** THE DATA follows **
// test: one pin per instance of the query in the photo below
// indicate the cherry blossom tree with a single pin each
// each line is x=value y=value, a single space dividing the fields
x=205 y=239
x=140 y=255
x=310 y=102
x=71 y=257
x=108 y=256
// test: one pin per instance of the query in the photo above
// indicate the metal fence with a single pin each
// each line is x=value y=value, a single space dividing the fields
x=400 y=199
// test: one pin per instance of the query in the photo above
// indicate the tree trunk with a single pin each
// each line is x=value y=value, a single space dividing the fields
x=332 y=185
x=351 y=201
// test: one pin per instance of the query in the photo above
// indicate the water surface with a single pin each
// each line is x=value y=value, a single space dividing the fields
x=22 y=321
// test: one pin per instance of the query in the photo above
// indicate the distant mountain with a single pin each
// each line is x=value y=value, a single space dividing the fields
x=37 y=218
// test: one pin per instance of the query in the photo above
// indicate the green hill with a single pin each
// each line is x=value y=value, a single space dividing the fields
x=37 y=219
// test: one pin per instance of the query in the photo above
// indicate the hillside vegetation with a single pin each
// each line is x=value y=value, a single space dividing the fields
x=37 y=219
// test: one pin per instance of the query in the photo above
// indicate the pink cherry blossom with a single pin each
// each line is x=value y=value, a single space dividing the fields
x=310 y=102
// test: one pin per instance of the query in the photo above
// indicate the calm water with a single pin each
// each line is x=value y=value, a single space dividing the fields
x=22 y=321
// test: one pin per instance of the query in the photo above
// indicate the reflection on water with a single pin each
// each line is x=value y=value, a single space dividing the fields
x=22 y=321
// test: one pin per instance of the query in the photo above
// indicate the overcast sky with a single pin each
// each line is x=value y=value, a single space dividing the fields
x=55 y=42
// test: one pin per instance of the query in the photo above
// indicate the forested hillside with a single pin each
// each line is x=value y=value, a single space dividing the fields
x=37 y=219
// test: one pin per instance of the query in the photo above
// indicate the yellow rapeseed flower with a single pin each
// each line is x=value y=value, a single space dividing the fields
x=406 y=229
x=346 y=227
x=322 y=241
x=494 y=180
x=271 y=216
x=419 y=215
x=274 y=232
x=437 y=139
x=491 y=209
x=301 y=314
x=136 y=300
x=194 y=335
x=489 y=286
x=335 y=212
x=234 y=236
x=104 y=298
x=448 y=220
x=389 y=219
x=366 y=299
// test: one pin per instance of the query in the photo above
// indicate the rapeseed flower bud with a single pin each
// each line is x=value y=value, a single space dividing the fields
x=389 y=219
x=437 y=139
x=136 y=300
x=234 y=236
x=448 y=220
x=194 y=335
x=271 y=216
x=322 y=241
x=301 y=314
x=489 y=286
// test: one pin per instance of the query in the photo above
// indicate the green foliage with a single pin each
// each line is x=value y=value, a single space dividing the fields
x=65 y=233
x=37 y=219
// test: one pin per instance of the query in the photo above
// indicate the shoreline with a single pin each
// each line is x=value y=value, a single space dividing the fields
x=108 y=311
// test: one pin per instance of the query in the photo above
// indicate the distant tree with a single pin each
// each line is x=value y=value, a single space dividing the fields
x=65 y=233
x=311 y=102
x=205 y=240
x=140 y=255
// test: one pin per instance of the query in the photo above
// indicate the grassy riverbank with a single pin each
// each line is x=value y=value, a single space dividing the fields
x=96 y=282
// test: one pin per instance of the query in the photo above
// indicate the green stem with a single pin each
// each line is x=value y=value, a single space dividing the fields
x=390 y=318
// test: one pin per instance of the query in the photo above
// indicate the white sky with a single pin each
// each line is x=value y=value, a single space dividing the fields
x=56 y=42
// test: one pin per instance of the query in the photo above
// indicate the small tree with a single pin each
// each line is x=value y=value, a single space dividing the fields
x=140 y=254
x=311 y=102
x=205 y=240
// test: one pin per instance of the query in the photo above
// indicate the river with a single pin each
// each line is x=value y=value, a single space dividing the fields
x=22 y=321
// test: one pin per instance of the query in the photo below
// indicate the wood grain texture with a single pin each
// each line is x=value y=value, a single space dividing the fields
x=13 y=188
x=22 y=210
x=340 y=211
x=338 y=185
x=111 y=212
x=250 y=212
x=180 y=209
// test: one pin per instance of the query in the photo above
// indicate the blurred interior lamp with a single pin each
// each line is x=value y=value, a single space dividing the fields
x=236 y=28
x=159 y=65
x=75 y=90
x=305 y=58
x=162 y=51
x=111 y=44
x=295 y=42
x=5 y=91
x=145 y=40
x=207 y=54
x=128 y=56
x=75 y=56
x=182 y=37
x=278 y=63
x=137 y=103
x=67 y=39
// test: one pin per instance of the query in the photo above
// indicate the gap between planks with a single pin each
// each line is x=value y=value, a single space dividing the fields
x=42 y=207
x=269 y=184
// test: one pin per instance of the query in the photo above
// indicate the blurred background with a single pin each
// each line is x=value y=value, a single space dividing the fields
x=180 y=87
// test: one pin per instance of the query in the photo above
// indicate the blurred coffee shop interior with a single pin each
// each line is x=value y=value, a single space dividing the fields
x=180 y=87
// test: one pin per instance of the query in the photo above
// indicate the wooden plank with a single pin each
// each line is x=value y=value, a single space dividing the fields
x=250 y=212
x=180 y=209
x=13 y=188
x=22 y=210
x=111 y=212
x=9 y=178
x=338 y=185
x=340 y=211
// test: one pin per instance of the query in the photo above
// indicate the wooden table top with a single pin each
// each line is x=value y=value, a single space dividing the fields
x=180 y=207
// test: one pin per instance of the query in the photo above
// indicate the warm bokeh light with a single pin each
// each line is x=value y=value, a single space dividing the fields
** End of THE DATA **
Would you show every line in the data above that contains the string "hillside"?

**WRITTEN RESPONSE**
// indicate the hillside vegetation with a single pin each
// indicate the forested hillside with a single pin each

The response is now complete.